# EXERCISE OBJECTIVE
Echo the lines below word for word, without any change.

# Excerpts from a point labeling dataset
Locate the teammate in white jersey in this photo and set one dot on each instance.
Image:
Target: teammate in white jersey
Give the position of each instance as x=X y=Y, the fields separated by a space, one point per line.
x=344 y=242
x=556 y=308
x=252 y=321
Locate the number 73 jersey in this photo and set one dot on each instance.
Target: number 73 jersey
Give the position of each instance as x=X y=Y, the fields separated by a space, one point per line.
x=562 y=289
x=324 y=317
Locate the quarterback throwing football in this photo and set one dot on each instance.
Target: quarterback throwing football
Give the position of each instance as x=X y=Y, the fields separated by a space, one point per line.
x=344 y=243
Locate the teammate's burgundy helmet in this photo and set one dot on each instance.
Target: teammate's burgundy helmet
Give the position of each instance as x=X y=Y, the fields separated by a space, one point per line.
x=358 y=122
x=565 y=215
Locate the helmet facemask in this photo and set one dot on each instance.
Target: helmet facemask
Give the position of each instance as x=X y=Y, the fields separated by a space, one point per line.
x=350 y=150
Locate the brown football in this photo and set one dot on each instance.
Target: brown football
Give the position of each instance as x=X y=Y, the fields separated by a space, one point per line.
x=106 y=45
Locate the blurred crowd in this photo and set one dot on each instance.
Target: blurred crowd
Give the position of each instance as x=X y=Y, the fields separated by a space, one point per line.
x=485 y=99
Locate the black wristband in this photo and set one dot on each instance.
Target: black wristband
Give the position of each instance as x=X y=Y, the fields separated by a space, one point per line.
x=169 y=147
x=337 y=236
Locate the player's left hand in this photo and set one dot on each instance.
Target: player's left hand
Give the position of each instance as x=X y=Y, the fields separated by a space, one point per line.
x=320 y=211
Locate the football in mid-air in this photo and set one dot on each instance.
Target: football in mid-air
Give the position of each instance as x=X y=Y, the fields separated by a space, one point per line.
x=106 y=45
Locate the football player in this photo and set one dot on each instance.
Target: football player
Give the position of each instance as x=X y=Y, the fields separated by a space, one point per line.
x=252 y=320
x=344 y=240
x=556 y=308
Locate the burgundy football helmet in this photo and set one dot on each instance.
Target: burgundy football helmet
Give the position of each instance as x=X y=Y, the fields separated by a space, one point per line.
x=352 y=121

# WRITTEN ANSWER
Locate the teammate in white jersey in this photo and set one dot on each instance.
Image:
Target: teammate in white jersey
Give the position of each instance as x=X y=Y, the fields separated by a space, one point per line.
x=344 y=242
x=556 y=308
x=252 y=321
Locate the number 73 jersey in this photo and set one dot on each instance.
Target: number 73 jersey
Give the position of each instance as x=X y=Y, the fields separated by a space, one point per line.
x=562 y=289
x=324 y=317
Locate the quarterback throwing football in this photo and set one dot on each instance.
Target: quarterback throwing football
Give the position of each instance as x=X y=Y, the fields separated by a space, one point per line.
x=344 y=243
Locate the teammate's burgundy helmet in this photo and set one dot on each instance.
Target: teammate's burgundy helmet
Give the position of each instance as x=X y=Y, the fields separated by a space, one point per line.
x=358 y=122
x=565 y=215
Locate the helmet facemask in this photo and set one dot on each instance.
Target: helmet facemask
Give the position of each instance as x=X y=Y, the fields separated by a space, one point per line.
x=350 y=150
Locate the brown football in this photo and set one dot on each instance.
Target: brown football
Give the position of each instance as x=X y=Y, the fields separated by a space, one point per line.
x=106 y=45
Locate the blurred crowd in this photo and set one dot on each instance.
Target: blurred crowd
Give the position of each instance as x=X y=Y, the fields separated by a space, one point per line.
x=485 y=99
Locate the black wristband in this photo and set one dot on each instance.
Target: black wristband
Give the position of each instance as x=X y=Y, the fields separated by a space, one point per line.
x=169 y=147
x=337 y=236
Locate the player's left hand in this photo and set one dot on each instance.
Target: player's left hand
Give the position of each instance as x=X y=Y, the fields separated by a space, one point per line.
x=320 y=211
Locate the football in mid-air in this photo and set one dot on each instance.
Target: football in mid-air
Give the position of each instance as x=X y=Y, the fields separated by a space, one point per line.
x=106 y=45
Locate the football player in this photo and set one dot on each instance.
Target: football player
Give the position of each instance as x=X y=Y, the fields separated by a space, one point per line.
x=252 y=320
x=344 y=240
x=556 y=308
Locate the burgundy football helmet in this photo and set one dot on each instance.
Target: burgundy football helmet
Give the position of each instance as x=X y=Y, the fields separated by a space, one point per line.
x=352 y=121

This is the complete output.